[Data listing]
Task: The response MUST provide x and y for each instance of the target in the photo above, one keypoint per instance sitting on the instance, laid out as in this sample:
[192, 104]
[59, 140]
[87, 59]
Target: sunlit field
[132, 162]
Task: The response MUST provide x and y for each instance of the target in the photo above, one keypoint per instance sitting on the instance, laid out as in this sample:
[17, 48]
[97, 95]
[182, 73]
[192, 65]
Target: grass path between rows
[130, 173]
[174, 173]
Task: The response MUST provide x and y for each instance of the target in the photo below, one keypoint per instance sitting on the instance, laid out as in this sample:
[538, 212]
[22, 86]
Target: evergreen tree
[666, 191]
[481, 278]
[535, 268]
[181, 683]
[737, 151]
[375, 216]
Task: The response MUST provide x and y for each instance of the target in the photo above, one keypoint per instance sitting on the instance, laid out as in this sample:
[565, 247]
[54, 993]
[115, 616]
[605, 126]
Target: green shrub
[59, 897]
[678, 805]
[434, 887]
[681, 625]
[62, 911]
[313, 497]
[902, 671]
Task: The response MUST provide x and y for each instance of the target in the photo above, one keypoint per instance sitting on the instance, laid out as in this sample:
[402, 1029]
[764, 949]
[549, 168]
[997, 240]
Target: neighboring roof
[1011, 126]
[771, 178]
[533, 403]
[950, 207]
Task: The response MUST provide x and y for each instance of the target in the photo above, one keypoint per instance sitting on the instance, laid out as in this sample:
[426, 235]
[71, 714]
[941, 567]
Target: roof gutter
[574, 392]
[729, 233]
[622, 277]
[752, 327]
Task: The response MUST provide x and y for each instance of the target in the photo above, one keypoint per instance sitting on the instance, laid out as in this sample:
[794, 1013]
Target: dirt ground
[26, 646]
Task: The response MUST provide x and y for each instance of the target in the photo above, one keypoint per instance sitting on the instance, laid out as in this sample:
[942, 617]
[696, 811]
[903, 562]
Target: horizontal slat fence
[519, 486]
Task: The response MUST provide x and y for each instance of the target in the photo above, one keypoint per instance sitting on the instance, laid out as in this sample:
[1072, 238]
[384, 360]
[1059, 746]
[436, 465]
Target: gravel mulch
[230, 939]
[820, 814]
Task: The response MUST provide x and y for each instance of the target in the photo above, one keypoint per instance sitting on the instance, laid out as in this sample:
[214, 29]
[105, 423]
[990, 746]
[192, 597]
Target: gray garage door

▸ **SET PROBLEM**
Collect every line in the data listing above that contains the string "roof", copying each in full. Case counts.

▸ **REPLY TO THE EXERCISE**
Target: neighboring roof
Target: roof gutter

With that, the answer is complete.